DATA TO EXAMINE |
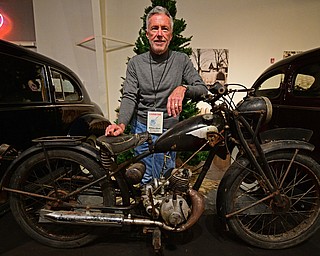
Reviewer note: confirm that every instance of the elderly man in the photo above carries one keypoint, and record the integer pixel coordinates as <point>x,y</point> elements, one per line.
<point>156,84</point>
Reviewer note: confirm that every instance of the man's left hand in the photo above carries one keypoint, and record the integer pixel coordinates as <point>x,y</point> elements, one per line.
<point>174,104</point>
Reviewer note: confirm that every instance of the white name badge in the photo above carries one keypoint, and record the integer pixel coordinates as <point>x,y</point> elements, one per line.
<point>155,122</point>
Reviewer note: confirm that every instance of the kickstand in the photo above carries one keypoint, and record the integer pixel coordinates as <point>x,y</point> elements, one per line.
<point>156,241</point>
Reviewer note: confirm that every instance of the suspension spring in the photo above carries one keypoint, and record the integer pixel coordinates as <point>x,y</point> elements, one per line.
<point>106,160</point>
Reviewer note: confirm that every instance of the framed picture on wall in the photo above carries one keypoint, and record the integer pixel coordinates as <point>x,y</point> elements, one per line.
<point>211,64</point>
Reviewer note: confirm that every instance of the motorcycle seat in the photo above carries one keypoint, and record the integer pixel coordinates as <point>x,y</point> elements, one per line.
<point>122,143</point>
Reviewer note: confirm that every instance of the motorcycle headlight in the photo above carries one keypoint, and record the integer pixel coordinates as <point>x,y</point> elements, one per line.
<point>254,106</point>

TASK TO CARRY OUT |
The response is the exact set of lines from the one holding "the motorcycle seat" through the last line of the material.

ANSWER TO THIS PROBLEM |
Reviewer note: confirm that every instance of the motorcycle seat in the photo above carries one keypoint, and record the integer pixel coordinates as <point>x,y</point> elements, one per line.
<point>122,143</point>
Reviewer note: confirm that every instance of the motorcycle headlight in the photo above carries one keypoint, and record the integer pixel coordinates as <point>x,y</point> elements, one per line.
<point>254,106</point>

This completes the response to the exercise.